__Task objective__. Copy out the full article about the mobile plasma lab coming to Vail, word for word.

__Excerpt provided__.
☆ ☆ ☆ ☆ ☆ ☆ ☆
Vail will welcome mobile plasma lab this week in effort to help critically ill COVID-19 patients |

Vail will welcome mobile plasma lab this week in effort to help critically ill COVID-19 patients

Mayor Dave Chapin, who has recovered from the virus, is on board to donate

Vail resident Amanda Zinn last week drove to Denver and back to give convalescent plasma in hopes of speeding the recovery of critically ill COVID-19 patients.
No drop-ins allowed While Vitalant is coming to Vail to collect plasma from recovered COVID-19 patients, there are rules:
  • You must have an appointment.
  • To get an appointment, you must have a doctor-confirmed diagnosis of COVID-19.
  • You must be symptom-free for at least 28 days.
  • You can donate once every seven days.
  • To donate plasma, you must be a qualified blood donor.

Amanda Zinn comes from a family of helpers. That’s why she’s donating her blood plasma.

Zinn, who manages the town of Vail’s welcome centers, was the first town employee to catch the COVID-19 virus. She’s recovered, and is feeling well.

Blood plasma from those who have recovered from COVID-19 is being used in some critically ill patients. There are no set treatments for COVID-19, and there’s no vaccine yet. But antibodies from those who have recovered has helped some critically ill patients get better.
☆ ☆ ☆ ☆ ☆ ☆ ☆
__Study material__.

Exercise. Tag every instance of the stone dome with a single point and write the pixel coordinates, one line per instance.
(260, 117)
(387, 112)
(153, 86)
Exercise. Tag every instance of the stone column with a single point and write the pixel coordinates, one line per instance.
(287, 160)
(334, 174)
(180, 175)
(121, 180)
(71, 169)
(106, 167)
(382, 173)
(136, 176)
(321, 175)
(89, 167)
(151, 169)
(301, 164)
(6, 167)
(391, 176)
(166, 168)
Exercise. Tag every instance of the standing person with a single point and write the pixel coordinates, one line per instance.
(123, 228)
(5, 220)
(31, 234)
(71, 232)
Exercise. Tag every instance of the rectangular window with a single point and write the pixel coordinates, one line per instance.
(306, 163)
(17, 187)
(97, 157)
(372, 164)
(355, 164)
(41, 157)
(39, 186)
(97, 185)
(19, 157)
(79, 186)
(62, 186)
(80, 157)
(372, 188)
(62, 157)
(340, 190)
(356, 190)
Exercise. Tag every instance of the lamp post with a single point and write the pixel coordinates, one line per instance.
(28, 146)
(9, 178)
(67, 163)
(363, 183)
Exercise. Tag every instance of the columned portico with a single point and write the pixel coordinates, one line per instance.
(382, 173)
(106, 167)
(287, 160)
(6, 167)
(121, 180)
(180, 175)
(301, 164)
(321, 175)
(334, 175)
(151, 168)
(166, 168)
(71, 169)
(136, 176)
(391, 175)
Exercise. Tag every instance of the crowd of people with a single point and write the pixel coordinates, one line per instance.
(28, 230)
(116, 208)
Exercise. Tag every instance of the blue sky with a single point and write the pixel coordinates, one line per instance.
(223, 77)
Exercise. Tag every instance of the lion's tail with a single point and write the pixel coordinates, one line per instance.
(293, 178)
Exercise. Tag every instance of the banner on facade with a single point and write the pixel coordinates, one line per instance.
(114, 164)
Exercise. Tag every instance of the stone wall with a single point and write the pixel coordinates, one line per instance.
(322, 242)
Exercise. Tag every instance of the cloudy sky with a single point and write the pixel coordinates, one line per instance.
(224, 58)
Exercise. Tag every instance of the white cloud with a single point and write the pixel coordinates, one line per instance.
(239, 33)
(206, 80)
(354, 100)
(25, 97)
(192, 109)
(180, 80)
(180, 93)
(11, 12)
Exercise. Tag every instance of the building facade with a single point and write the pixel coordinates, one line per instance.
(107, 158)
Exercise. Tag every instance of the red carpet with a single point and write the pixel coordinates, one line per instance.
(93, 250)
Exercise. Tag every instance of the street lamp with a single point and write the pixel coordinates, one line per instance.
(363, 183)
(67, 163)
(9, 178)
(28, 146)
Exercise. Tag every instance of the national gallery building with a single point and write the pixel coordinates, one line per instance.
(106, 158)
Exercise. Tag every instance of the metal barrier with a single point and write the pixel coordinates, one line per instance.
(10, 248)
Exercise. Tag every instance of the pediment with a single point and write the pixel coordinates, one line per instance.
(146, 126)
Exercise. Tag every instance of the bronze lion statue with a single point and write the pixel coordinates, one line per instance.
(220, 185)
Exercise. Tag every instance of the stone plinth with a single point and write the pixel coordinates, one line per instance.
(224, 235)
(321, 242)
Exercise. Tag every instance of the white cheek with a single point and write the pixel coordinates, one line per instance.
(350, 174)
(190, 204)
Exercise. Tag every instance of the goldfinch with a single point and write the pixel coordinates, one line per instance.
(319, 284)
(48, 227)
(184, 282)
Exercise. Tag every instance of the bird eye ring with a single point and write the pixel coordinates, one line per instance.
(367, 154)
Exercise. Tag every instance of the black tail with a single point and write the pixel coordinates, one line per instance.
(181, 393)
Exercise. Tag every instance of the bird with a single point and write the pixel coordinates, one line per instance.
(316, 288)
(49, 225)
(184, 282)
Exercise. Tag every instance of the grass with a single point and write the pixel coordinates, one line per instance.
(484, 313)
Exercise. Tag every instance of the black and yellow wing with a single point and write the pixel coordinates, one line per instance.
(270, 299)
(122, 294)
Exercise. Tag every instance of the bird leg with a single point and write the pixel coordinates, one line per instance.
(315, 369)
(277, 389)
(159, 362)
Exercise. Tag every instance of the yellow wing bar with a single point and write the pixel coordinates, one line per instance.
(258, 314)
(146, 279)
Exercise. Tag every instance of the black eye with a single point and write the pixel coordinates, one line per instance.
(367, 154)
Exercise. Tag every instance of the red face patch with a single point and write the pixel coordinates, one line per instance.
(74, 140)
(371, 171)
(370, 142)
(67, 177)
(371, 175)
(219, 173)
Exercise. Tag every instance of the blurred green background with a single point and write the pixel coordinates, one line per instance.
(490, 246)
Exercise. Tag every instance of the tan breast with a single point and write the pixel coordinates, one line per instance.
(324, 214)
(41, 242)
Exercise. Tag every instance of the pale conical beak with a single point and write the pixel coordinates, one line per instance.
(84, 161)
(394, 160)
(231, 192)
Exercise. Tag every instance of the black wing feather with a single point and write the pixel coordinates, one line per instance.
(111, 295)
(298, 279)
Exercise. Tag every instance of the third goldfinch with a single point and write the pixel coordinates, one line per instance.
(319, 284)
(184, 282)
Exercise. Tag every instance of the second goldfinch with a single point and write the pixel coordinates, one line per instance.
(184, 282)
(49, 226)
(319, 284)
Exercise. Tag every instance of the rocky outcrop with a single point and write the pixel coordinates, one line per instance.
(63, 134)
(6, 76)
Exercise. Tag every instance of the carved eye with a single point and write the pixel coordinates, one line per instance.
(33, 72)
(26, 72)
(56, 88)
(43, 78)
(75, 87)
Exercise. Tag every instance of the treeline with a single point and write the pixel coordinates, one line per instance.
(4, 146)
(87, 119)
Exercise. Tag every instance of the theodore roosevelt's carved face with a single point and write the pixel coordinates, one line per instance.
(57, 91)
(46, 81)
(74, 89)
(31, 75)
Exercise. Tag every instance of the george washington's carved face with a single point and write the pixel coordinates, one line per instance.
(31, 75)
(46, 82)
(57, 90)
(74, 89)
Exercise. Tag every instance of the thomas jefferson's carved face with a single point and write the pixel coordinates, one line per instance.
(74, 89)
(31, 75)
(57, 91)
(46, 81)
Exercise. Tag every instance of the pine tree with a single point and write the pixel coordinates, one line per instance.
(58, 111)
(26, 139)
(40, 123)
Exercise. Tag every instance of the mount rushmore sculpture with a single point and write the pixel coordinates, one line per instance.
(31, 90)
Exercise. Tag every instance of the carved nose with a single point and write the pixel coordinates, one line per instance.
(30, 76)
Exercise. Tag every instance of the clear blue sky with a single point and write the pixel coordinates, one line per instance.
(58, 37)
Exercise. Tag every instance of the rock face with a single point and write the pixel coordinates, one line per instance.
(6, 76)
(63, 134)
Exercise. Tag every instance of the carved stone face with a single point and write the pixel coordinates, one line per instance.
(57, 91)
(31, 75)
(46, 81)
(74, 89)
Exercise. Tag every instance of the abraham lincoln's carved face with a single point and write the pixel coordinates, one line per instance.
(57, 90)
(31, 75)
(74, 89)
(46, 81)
☆ ☆ ☆ ☆ ☆ ☆ ☆
__Exercise response__.
Vail will welcome mobile plasma lab this week in effort to help critically ill COVID-19 patients |

Vail will welcome mobile plasma lab this week in effort to help critically ill COVID-19 patients

Mayor Dave Chapin, who has recovered from the virus, is on board to donate

Vail resident Amanda Zinn last week drove to Denver and back to give convalescent plasma in hopes of speeding the recovery of critically ill COVID-19 patients.
No drop-ins allowed While Vitalant is coming to Vail to collect plasma from recovered COVID-19 patients, there are rules:
  • You must have an appointment.
  • To get an appointment, you must have a doctor-confirmed diagnosis of COVID-19.
  • You must be symptom-free for at least 28 days.
  • You can donate once every seven days.
  • To donate plasma, you must be a qualified blood donor.

Amanda Zinn comes from a family of helpers. That’s why she’s donating her blood plasma.

Zinn, who manages the town of Vail’s welcome centers, was the first town employee to catch the COVID-19 virus. She’s recovered, and is feeling well.

Blood plasma from those who have recovered from COVID-19 is being used in some critically ill patients. There are no set treatments for COVID-19, and there’s no vaccine yet. But antibodies from those who have recovered has helped some critically ill patients get better.